═══ Record extracts

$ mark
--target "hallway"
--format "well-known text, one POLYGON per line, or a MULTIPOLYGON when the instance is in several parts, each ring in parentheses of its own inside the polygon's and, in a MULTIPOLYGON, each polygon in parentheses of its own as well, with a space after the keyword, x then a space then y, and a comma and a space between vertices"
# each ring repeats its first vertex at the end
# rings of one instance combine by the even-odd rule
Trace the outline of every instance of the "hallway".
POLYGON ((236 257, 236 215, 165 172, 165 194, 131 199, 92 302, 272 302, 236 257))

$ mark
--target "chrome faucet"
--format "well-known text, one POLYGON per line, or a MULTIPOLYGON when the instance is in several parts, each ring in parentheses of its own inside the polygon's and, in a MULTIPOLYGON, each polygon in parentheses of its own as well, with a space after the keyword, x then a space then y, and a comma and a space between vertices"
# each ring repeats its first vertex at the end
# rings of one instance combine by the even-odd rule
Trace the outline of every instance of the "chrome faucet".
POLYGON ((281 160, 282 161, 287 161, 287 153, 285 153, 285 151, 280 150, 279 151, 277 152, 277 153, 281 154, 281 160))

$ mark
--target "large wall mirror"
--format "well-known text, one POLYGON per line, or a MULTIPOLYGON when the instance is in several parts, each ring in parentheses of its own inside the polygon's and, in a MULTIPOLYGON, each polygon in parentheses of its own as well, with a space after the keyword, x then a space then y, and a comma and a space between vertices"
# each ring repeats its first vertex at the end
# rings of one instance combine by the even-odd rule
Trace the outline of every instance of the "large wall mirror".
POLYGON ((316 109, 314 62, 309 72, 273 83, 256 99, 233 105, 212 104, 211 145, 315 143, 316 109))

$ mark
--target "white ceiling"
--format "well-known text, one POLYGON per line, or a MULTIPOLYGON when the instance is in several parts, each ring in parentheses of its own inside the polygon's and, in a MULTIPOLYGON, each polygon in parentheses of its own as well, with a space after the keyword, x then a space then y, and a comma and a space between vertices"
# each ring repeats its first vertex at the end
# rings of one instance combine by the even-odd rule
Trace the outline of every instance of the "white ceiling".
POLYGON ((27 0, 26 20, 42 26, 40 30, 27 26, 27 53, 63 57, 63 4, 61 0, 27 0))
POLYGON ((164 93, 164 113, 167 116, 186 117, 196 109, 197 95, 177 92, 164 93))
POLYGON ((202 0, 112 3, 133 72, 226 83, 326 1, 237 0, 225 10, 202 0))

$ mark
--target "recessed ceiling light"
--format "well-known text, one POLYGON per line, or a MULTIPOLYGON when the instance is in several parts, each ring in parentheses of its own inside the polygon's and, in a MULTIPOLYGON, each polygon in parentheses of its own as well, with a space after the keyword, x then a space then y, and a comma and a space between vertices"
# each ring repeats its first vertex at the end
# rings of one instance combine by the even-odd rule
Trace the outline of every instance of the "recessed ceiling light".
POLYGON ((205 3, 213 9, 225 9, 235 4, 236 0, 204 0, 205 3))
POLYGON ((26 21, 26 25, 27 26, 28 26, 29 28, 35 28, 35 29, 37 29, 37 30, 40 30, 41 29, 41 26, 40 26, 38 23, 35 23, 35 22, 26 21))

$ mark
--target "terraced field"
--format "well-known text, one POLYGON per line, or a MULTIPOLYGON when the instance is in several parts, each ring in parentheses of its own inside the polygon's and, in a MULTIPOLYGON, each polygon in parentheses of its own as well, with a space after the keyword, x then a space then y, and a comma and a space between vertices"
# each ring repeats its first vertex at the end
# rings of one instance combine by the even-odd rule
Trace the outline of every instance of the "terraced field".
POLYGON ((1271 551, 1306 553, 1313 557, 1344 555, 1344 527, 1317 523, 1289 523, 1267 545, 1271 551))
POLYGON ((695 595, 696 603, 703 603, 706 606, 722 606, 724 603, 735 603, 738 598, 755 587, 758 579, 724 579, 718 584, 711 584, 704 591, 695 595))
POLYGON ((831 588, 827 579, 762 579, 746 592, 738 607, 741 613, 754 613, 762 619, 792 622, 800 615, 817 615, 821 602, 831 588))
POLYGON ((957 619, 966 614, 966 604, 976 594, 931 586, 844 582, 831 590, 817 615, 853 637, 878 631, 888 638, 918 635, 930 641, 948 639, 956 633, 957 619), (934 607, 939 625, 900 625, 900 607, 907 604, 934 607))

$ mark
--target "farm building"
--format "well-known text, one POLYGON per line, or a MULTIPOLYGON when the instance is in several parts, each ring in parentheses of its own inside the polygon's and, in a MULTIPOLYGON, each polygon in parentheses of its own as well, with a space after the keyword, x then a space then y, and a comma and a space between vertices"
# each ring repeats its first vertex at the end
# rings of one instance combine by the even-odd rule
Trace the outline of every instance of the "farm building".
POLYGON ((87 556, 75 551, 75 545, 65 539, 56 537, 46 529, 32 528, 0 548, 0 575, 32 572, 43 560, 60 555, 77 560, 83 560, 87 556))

══════

Stated task:
All of the entries should be written out again exactly.

Result for this exercise:
$ mark
--target "hallway"
--format "well-known text, one POLYGON per line, or a MULTIPOLYGON when the instance is in several parts, each ring in parentheses of its own inside the polygon's and, in a MULTIPOLYGON, each polygon in parentheses of its own as well, with a space after the keyword, x then a space then y, and a comma and a space between vertices"
# each ring repeats its first vertex at the end
# rings of one instance combine by the even-odd rule
Trace the outline of every instance of the "hallway".
POLYGON ((236 257, 236 215, 165 172, 165 194, 131 199, 92 302, 272 302, 236 257))

$ mark
--target "chrome faucet"
--format "well-known text, one POLYGON per line, or a MULTIPOLYGON when the instance is in several parts, each ring in parentheses of its own inside the polygon's and, in a MULTIPOLYGON, each polygon in parentheses of its own as well, with a space after the keyword, x then a space then y, and a comma and a space between vertices"
# each ring repeats its first vertex at the end
# rings of one instance combine by the even-odd rule
Trace the outline of every instance of the "chrome faucet".
POLYGON ((281 160, 282 161, 287 161, 287 153, 285 153, 285 151, 280 150, 279 151, 277 152, 277 153, 281 154, 281 160))

$ mark
--target "large wall mirror"
--format "well-known text, one POLYGON per line, or a MULTIPOLYGON when the instance is in several parts, each ring in parentheses of its own inside the polygon's and, in a MULTIPOLYGON, each polygon in parentheses of its own as well, with a space after the keyword, x then a space then y, and a comma and a space between vertices"
# each ring repeats its first vertex at the end
# rings of one instance combine by the even-odd rule
Trace the outline of every instance of the "large wall mirror".
POLYGON ((316 109, 314 62, 309 72, 273 83, 256 99, 233 105, 212 104, 211 145, 315 143, 316 109))

$ mark
--target "white ceiling"
--format "well-known text, one POLYGON per line, or a MULTIPOLYGON when the instance is in several parts, each ring in parentheses of its own inside the polygon's and, in a MULTIPOLYGON, each polygon in parentheses of its own as well, with a space after the keyword, x then a space then y, and a comma and a space between vertices"
# each ring repeats its first vertex at the end
# rings of one instance combine by the even-odd rule
Trace the outline of every instance of the "white ceiling".
POLYGON ((27 0, 26 20, 42 26, 40 30, 27 26, 27 53, 63 57, 63 4, 61 0, 27 0))
POLYGON ((164 93, 164 113, 167 116, 186 117, 196 109, 197 95, 177 92, 164 93))
POLYGON ((202 0, 112 3, 133 72, 226 83, 326 1, 237 0, 225 10, 202 0))

$ mark
--target "recessed ceiling light"
--format "well-known text, one POLYGON per line, or a MULTIPOLYGON when the instance is in several parts, each ring in parentheses of its own inside the polygon's and, in a MULTIPOLYGON, each polygon in parentheses of its own as well, with a space after the keyword, x then a space then y, and a comma and a space between vertices"
# each ring repeats its first vertex at the end
# rings of one instance combine by the even-odd rule
Trace the outline of every instance of the "recessed ceiling light".
POLYGON ((205 3, 213 9, 225 9, 235 4, 236 0, 204 0, 205 3))
POLYGON ((26 21, 26 25, 27 26, 28 26, 29 28, 35 28, 35 29, 37 29, 37 30, 40 30, 41 29, 41 26, 40 26, 38 23, 35 23, 35 22, 26 21))

$ mark
--target "terraced field"
--format "well-known text, one POLYGON per line, or a MULTIPOLYGON when the instance is in several parts, each ring in parentheses of its own inside the polygon's and, in a MULTIPOLYGON, each polygon in parentheses of its own as well, with a space after the keyword, x then a space then y, and a comma and a space between vertices"
# each ring repeats its first vertex at the end
# rings of one instance combine by the even-odd rule
Trace the outline of every instance of the "terraced field".
POLYGON ((1271 551, 1306 553, 1313 557, 1344 555, 1344 527, 1317 523, 1289 523, 1267 545, 1271 551))
POLYGON ((695 595, 696 603, 703 603, 706 606, 722 606, 724 603, 735 603, 738 598, 755 587, 758 579, 724 579, 718 584, 711 584, 704 591, 695 595))
POLYGON ((831 588, 827 579, 762 579, 746 592, 738 607, 741 613, 754 613, 762 619, 792 622, 800 615, 817 615, 821 602, 831 588))
POLYGON ((957 619, 966 614, 966 604, 976 594, 931 586, 844 582, 831 590, 817 615, 853 637, 878 631, 888 638, 918 635, 930 641, 948 639, 956 633, 957 619), (934 607, 939 625, 900 625, 900 607, 907 604, 934 607))

$ mark
--target "farm building"
--format "well-known text, one POLYGON per line, or a MULTIPOLYGON when the instance is in several parts, each ring in parentheses of its own inside the polygon's and, in a MULTIPOLYGON, each polygon in parentheses of its own as well, with a space after the keyword, x then a space then y, and a comma and a space between vertices"
# each ring repeats its first vertex at the end
# rings of one instance combine by the even-odd rule
Trace the outline of every instance of the "farm building".
POLYGON ((87 556, 75 551, 75 545, 65 539, 56 537, 46 529, 32 528, 0 548, 0 575, 32 572, 43 560, 60 555, 77 560, 83 560, 87 556))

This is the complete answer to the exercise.